### [ESERCIZIO ASSEGNATO A]
Nel brano su Silvana Gay, elenca tutti i campi in cui il ruolo dello sceneggiatore resta un po' oscurato.

### [BRANO SCELTO]
⟨

SILVANA GAY, fantasia e fascino femminile
Non è stato molto facile convincere Silvana Gay, una delle più brave sceneggiatrici e soggettiste Lancio, a concedermi questa intervista, che intervista non è. E' un dialogo confidenziale di un'amica che senza mezzi termini, parole o gesti, è la donna genuina e vera che traspare dai suoi racconti.
Molti non amano parlare di se e basta loro, sapere di aver dato “molto” in fatto di emozioni agli altri. Da buona piemontese (io sono sposato con una persona di quella bellissima terra e quindi la capisco benissimo), è discreta, riservata e poco propensa a prendersi o ad accettare confidenze così facilmente, e siccome l'amicizia è importante, ci si pensa più di una volta a “lasciarsi” andare, poi è come se ci si conoscesse da sempre.
Ma passiamo ora a lei, alla nostra Silvana, che con le sue storie ha fatto sognare milioni di ragazze e ragazzi, portandoli nel magico mondo della fantasia ma anche della realtà con vicende indimenticabili che non vorrei citare qui ora, in questo momento, preferisco che sia lei a parlarne con questa bella chiacchierata, talmente piacevole che il tempo è praticamente volato. E con la voce e penna, che Silvana incomincia a raccontarsi tranquillamente iniziando così:
Bene, comincerò da qui. Da quello che è il ruolo dello sceneggiatore, di fatto sempre un po’ oscurato, anche nei fotoromanzi così come nel teatro e nel cinema, dal ruolo degli interpreti, più d’impatto in quanto visibile e anche da quello del regista che è un po’ l’orchestratore della storia.
Dimenticando che il soggettista- sceneggiatore, in genere la stessa persona, è colui che crea la musica e la mette sullo spartito (io personalmente prima di ogni storia sbirciavo chi fosse l'autore e mi immaginavo un viso pur senza conoscerlo). L’ho sempre trovato strano, questo. Forse perché sono stata una lettrice di libri fin da bambina. E leggendo una storia, in ogni parola, sentivo la voce narrante dell’autore. Pertanto ho sempre dato molto peso, anche nei fumetti e nei fotoromanzi, all’autore.

⟩

### [MATERIALE FORNITO]
⟨

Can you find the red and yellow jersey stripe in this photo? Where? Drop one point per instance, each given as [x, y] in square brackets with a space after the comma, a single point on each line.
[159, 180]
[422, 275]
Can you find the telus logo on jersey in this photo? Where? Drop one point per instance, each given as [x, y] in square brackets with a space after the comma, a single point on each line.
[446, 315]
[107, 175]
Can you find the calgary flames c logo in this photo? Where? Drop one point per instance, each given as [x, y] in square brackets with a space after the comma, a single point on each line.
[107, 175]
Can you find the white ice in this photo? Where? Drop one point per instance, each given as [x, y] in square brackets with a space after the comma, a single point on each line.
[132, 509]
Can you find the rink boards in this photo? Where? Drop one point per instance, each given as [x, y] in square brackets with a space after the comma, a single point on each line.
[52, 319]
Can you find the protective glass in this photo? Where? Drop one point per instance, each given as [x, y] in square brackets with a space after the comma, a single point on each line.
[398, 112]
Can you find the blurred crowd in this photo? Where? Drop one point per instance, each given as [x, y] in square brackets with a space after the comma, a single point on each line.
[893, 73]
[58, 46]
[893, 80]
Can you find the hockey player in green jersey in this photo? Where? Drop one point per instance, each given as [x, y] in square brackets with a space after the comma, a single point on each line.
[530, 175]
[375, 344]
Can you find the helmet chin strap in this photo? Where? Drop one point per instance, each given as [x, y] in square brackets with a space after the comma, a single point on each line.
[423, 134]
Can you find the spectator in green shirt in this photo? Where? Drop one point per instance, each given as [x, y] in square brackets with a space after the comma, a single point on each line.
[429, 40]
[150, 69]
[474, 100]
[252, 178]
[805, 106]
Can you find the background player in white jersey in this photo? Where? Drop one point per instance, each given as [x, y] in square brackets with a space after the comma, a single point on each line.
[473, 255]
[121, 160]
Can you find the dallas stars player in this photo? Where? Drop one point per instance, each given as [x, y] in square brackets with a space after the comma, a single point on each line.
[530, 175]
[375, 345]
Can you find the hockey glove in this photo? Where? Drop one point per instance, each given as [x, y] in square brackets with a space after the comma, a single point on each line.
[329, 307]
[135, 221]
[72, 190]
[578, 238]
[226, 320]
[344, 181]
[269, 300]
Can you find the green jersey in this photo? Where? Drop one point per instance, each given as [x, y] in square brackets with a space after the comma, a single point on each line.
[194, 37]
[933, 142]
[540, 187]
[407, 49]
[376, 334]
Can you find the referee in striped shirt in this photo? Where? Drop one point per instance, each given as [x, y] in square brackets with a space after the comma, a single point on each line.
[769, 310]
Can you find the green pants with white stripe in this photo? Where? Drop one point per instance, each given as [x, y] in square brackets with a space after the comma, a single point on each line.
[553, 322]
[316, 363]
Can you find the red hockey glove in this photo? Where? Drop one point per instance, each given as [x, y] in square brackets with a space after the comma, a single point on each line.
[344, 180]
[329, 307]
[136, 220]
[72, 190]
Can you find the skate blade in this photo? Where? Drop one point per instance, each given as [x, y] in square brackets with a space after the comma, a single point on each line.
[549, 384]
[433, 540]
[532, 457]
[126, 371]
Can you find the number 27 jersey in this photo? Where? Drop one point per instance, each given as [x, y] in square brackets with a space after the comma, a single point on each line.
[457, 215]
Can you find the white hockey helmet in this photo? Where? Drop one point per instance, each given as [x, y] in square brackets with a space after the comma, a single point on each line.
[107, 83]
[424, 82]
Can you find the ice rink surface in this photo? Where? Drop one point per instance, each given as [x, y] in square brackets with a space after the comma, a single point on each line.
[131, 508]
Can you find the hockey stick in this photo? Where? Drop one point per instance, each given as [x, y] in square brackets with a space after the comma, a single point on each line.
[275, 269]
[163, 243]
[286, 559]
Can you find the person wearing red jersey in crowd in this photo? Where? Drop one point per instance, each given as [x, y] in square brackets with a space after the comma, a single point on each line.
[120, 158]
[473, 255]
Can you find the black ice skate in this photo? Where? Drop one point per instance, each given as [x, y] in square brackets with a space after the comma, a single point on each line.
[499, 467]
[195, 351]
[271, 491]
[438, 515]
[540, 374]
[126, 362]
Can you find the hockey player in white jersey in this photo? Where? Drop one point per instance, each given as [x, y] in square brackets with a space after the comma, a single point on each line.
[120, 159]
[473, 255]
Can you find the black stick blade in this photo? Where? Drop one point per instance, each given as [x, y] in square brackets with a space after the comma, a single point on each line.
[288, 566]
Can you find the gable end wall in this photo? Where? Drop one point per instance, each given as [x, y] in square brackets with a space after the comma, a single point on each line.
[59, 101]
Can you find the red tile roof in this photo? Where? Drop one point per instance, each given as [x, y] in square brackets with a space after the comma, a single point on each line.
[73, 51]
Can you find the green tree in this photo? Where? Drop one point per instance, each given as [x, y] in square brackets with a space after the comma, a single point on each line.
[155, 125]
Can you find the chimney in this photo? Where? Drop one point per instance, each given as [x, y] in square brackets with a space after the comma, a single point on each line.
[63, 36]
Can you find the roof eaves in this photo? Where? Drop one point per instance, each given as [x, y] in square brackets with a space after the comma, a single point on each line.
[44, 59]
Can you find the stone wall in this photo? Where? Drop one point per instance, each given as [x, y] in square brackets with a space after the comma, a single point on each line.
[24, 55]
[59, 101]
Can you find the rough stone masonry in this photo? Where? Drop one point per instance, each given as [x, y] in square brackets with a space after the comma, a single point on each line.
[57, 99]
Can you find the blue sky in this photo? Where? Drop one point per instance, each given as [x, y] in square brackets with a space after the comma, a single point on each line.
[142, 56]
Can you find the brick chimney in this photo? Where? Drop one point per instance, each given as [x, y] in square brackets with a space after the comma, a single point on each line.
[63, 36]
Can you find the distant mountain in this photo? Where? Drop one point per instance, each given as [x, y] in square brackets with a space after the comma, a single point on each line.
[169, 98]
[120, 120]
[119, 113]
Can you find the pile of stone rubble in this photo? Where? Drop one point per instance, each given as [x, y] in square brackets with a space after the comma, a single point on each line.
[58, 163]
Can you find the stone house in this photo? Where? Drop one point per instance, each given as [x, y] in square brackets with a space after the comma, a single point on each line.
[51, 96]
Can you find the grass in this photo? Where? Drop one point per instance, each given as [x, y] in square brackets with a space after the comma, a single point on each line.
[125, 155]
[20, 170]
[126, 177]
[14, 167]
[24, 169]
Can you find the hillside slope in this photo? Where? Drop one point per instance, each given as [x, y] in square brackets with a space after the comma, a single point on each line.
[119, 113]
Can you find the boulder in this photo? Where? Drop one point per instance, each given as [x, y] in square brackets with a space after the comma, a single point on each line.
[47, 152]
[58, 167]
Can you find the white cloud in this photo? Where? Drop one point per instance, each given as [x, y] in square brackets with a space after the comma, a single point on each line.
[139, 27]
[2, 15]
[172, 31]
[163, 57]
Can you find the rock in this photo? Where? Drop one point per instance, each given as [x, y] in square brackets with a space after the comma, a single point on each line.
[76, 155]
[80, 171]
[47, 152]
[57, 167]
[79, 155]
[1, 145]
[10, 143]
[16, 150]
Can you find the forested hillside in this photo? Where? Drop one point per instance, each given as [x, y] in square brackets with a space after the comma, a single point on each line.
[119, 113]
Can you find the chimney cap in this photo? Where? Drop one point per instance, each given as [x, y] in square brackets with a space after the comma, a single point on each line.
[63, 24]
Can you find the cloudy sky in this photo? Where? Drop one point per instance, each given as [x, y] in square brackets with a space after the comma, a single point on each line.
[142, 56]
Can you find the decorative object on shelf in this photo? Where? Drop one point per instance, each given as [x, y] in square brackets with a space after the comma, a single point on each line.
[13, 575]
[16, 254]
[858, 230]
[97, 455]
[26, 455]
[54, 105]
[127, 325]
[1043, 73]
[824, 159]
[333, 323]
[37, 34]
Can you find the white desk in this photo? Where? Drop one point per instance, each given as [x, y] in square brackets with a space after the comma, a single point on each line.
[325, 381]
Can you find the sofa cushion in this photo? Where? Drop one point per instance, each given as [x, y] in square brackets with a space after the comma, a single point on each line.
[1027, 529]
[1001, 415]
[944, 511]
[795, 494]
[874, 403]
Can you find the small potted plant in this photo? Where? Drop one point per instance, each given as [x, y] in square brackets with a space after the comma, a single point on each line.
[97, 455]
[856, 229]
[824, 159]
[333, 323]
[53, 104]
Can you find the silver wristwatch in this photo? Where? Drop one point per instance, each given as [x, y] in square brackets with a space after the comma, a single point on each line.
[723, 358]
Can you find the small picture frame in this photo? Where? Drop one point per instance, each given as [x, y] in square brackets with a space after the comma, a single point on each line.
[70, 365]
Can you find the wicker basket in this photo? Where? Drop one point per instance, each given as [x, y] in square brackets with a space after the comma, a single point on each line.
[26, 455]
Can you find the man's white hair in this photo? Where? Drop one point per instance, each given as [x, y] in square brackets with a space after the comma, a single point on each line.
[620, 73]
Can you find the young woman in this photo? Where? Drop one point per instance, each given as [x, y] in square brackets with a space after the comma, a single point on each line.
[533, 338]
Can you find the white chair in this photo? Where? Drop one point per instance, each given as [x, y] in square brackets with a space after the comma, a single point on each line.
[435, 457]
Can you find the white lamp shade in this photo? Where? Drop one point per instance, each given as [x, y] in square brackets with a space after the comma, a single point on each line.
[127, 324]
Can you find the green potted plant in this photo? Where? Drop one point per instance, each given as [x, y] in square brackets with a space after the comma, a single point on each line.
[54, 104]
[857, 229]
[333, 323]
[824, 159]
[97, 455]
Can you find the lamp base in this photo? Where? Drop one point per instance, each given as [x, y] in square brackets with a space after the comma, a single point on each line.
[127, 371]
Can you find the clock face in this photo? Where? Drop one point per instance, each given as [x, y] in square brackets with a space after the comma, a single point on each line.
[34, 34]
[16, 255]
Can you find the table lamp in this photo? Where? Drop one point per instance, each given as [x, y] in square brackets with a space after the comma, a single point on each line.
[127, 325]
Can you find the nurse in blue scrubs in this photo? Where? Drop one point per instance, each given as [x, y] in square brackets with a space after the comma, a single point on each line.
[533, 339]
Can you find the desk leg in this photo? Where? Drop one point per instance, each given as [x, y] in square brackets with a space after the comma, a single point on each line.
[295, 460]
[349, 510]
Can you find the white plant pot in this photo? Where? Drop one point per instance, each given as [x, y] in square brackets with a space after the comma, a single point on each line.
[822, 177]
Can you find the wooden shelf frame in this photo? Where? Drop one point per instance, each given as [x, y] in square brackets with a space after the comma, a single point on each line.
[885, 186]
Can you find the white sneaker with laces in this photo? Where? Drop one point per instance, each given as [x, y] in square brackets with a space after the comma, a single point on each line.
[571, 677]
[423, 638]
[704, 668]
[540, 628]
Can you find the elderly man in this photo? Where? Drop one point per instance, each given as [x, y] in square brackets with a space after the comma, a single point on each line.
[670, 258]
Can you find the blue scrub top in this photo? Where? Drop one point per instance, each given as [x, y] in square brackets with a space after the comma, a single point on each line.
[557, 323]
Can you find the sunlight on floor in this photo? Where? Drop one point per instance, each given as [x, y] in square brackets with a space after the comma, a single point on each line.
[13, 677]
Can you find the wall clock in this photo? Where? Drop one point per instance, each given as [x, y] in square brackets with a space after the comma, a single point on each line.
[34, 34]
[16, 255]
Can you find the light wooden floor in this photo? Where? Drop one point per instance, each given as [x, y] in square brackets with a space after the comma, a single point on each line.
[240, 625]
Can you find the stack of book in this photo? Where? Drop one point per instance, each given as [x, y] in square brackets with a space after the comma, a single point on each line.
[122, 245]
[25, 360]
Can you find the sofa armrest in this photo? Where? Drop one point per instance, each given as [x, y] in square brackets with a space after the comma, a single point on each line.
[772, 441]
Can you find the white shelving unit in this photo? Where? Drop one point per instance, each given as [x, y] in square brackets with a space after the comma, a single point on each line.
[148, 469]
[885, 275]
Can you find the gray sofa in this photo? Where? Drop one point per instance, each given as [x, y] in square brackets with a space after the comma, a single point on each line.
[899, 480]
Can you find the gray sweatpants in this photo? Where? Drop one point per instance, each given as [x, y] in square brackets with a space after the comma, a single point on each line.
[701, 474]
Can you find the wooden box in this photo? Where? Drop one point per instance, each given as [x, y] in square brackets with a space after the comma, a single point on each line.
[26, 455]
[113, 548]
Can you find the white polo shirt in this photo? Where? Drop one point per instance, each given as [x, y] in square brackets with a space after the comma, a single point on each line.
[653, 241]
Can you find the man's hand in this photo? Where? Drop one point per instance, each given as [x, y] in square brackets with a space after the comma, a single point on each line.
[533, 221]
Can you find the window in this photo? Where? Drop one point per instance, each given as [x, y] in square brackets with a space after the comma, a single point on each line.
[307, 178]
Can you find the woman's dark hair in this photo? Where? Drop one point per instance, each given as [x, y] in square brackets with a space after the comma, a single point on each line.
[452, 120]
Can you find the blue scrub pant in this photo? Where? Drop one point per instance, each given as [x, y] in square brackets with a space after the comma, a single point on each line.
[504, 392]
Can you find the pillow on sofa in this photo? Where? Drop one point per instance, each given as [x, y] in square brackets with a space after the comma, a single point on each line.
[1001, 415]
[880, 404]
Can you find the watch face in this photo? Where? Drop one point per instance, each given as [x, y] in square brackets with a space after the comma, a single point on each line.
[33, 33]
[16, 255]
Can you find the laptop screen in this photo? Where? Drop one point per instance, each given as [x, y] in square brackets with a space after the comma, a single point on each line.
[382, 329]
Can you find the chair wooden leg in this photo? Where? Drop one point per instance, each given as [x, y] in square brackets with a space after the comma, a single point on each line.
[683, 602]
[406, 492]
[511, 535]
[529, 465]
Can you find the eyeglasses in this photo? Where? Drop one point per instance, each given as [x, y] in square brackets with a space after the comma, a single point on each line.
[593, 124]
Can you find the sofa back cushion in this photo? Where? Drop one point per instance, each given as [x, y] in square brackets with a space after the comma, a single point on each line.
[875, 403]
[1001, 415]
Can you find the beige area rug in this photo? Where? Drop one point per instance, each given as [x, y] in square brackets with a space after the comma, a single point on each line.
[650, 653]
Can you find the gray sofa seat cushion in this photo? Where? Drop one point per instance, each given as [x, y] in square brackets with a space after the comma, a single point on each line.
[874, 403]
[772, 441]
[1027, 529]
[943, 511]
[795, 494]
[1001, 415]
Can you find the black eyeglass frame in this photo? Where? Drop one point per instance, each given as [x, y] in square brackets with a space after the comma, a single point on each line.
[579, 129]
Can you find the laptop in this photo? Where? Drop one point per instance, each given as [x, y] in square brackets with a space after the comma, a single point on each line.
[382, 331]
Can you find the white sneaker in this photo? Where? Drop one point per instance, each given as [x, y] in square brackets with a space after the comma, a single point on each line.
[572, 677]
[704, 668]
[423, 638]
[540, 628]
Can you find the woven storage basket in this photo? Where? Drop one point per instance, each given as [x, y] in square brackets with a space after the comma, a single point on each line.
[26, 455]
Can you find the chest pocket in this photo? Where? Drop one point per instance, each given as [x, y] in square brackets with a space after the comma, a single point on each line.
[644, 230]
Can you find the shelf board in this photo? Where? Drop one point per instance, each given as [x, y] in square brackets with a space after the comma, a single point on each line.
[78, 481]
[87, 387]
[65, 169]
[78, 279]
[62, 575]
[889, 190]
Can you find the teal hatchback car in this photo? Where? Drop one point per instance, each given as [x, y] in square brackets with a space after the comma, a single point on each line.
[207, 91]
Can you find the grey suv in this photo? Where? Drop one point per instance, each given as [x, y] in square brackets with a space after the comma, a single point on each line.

⟩

### [ESERCIZIO ASSEGNATO B]
Riscrivi il tratto dei record che va dalla riga con "Can you find the white sneaker in" fino alla fine dei record, mettendo "white shoe" al posto di "white sneaker" e lasciando tutto il resto invariato.

### [RISULTATO ESERCIZIO A]
Fotoromanzi, teatro e cinema.

### [RISULTATO ESERCIZIO B]
Can you find the white shoe in this photo? Where? Drop one point per instance, each given as [x, y] in square brackets with a space after the comma, a single point on each line.
[572, 677]
[704, 668]
[423, 638]
[540, 628]
Can you find the woven storage basket in this photo? Where? Drop one point per instance, each given as [x, y] in square brackets with a space after the comma, a single point on each line.
[26, 455]
Can you find the chest pocket in this photo? Where? Drop one point per instance, each given as [x, y] in square brackets with a space after the comma, a single point on each line.
[644, 230]
Can you find the shelf board in this photo? Where? Drop one point per instance, each given as [x, y] in square brackets with a space after the comma, a single point on each line.
[78, 481]
[87, 387]
[65, 169]
[78, 279]
[62, 575]
[889, 190]
Can you find the teal hatchback car in this photo? Where? Drop one point per instance, each given as [x, y] in square brackets with a space after the comma, a single point on each line.
[207, 91]
Can you find the grey suv in this photo? Where? Drop one point per instance, each given as [x, y] in square brackets with a space after the comma, a single point on each line.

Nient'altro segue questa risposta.